[Extracted data entries]

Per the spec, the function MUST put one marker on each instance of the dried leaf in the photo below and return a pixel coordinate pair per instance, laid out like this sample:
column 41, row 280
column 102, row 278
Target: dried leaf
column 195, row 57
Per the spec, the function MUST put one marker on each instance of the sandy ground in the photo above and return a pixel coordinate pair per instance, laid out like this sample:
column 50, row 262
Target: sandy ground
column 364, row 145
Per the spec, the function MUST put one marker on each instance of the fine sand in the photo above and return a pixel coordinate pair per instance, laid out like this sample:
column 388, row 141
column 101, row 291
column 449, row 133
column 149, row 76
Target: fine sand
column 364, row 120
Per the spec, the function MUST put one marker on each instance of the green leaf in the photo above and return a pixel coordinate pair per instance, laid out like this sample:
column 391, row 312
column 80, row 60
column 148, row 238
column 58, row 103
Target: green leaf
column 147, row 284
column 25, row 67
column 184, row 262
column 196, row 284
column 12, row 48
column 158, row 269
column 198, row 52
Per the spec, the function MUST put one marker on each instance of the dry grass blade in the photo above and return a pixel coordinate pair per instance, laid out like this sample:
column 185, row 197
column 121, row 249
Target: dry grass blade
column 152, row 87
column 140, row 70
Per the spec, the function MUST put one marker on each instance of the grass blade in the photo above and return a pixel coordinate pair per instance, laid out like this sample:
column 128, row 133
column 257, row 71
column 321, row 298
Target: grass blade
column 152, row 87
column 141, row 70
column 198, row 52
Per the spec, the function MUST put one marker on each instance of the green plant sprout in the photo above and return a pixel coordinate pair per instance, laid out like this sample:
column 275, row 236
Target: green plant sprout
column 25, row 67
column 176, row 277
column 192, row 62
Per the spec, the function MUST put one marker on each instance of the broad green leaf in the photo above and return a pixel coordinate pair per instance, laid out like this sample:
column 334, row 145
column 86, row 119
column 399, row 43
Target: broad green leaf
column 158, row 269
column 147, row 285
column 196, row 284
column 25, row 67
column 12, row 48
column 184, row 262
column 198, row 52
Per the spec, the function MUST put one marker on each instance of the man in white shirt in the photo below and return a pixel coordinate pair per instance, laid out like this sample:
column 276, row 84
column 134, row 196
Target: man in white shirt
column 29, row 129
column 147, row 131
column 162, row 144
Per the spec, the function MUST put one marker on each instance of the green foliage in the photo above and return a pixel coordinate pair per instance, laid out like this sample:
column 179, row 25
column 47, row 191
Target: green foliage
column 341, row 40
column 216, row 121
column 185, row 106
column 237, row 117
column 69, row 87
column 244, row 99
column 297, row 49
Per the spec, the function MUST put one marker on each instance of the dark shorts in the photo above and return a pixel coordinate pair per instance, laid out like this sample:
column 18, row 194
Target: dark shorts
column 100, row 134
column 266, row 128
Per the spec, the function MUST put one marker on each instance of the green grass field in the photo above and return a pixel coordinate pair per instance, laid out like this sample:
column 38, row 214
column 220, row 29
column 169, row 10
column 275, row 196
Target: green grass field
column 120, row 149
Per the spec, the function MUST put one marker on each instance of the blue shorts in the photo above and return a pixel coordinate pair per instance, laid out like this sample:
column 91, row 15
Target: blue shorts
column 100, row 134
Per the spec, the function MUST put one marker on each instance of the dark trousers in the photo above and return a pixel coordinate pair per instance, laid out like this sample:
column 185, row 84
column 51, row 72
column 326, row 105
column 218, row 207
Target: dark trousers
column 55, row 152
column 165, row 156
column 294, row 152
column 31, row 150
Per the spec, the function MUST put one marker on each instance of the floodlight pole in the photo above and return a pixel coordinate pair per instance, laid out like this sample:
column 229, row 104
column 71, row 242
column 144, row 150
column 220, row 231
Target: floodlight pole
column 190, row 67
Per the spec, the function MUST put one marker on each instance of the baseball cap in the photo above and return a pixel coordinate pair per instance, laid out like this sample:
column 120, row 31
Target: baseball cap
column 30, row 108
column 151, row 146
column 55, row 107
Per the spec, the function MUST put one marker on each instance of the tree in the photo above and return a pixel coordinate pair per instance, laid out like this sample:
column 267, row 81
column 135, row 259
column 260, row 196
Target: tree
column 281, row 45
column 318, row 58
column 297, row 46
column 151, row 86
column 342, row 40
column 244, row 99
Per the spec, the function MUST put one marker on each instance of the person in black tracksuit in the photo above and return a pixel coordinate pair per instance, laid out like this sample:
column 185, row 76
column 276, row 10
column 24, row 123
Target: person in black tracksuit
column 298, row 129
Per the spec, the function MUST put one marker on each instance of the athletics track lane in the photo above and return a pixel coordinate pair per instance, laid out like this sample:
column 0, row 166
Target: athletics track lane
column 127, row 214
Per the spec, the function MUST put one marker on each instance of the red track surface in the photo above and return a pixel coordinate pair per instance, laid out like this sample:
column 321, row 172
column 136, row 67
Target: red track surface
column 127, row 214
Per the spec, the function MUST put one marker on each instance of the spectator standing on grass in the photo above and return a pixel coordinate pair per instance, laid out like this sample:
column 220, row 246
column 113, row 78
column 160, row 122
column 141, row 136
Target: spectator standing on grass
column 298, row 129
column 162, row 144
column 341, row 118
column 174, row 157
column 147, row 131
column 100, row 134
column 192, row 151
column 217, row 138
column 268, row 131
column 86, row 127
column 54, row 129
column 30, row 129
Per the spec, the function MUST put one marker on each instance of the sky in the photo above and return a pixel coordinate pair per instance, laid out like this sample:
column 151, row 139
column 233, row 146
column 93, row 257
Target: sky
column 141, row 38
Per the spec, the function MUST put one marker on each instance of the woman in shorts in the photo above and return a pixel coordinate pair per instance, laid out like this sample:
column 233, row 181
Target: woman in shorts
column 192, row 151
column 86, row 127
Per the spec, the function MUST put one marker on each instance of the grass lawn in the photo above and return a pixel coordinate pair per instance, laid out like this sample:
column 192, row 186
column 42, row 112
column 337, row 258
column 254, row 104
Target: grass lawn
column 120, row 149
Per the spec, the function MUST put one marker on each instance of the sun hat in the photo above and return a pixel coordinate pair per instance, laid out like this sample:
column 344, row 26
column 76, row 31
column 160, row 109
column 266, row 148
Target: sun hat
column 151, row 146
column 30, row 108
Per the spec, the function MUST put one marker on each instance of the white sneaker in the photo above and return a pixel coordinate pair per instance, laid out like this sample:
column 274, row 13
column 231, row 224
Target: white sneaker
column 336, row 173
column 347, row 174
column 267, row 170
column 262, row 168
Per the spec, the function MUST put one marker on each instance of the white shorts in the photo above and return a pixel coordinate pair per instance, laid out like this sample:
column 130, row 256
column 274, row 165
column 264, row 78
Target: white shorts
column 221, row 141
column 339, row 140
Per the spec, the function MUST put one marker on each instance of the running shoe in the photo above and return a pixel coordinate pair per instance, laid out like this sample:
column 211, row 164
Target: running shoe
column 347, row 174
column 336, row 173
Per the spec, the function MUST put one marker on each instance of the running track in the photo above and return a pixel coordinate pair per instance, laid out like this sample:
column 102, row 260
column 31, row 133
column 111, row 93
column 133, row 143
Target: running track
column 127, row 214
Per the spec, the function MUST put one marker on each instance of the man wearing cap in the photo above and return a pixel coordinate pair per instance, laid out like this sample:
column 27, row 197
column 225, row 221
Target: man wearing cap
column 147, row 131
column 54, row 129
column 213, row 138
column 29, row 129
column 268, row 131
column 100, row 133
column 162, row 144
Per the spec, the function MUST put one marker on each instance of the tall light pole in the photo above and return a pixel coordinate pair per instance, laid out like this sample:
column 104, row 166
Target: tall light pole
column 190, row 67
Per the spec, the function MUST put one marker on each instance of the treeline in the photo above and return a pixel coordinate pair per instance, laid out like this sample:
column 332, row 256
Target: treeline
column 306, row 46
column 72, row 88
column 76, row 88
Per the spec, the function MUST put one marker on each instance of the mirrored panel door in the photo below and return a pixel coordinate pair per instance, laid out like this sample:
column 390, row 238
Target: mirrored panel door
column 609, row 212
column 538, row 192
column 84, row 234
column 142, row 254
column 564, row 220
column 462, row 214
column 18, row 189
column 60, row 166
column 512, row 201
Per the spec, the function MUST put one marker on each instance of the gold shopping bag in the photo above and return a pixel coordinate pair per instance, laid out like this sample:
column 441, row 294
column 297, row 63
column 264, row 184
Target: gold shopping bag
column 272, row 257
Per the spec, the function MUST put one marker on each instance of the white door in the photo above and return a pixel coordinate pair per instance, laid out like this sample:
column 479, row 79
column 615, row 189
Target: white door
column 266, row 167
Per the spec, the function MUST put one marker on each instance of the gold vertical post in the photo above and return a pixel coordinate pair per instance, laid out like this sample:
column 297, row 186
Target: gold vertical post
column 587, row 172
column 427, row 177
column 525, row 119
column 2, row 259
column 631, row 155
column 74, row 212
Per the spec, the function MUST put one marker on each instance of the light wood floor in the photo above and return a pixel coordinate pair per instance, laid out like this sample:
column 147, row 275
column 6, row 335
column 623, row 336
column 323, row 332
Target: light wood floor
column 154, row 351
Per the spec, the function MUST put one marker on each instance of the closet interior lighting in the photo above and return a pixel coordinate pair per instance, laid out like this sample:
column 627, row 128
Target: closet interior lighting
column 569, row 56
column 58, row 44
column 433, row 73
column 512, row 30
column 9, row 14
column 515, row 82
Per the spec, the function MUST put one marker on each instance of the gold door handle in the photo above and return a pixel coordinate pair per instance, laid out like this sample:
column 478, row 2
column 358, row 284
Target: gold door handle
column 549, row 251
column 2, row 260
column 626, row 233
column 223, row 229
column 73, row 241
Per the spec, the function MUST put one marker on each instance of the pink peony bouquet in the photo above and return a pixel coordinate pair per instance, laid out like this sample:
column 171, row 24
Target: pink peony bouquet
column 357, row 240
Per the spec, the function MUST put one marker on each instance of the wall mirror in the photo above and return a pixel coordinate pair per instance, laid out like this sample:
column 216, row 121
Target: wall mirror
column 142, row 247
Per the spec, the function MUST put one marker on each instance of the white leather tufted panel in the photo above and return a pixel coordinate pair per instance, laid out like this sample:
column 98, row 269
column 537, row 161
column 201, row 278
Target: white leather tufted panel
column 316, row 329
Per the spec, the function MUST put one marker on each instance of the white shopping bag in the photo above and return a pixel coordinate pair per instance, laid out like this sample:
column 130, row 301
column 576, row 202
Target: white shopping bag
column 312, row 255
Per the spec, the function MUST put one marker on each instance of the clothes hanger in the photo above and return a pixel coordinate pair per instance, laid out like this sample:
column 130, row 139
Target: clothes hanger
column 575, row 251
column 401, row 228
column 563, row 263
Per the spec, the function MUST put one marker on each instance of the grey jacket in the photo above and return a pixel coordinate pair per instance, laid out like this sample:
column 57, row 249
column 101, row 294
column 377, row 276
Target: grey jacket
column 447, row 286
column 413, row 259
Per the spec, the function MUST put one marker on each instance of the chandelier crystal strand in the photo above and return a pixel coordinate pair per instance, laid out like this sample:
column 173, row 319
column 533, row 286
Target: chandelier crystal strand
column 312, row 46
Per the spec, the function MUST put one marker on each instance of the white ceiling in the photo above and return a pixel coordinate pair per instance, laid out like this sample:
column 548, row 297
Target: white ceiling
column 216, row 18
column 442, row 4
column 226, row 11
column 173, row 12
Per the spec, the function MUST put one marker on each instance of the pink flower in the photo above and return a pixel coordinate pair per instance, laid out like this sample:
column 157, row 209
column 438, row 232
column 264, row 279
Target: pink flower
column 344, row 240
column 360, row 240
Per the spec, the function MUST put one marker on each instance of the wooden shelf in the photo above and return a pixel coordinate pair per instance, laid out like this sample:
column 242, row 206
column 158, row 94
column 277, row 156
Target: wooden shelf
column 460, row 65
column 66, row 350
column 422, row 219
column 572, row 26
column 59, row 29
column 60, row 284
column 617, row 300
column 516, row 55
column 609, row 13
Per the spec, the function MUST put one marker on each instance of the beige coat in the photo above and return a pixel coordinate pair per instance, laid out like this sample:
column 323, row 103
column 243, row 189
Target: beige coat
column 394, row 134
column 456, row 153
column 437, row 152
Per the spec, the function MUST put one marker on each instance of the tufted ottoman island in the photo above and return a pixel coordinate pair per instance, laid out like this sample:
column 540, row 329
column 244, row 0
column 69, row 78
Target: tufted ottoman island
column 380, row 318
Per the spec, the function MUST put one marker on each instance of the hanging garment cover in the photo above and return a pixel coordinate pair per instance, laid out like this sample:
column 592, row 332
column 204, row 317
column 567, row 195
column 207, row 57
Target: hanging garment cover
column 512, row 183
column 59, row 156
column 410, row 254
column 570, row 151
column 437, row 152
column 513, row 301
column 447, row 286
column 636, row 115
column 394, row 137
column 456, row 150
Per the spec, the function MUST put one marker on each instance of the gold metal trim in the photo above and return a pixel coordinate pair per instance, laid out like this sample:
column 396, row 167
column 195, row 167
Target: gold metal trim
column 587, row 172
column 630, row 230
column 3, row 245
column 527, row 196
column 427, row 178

§ **Exercise directions**
Set down word for word the lines of the records starting at the line that contains "the grass lawn" and ending at the line that contains "column 254, row 104", including both of those lines.

§ **Answer to this task**
Per the spec, the function MUST put one marker on each instance of the grass lawn in the photo above and return a pixel coordinate pair per instance, laid out like this sample:
column 192, row 186
column 42, row 112
column 337, row 258
column 254, row 104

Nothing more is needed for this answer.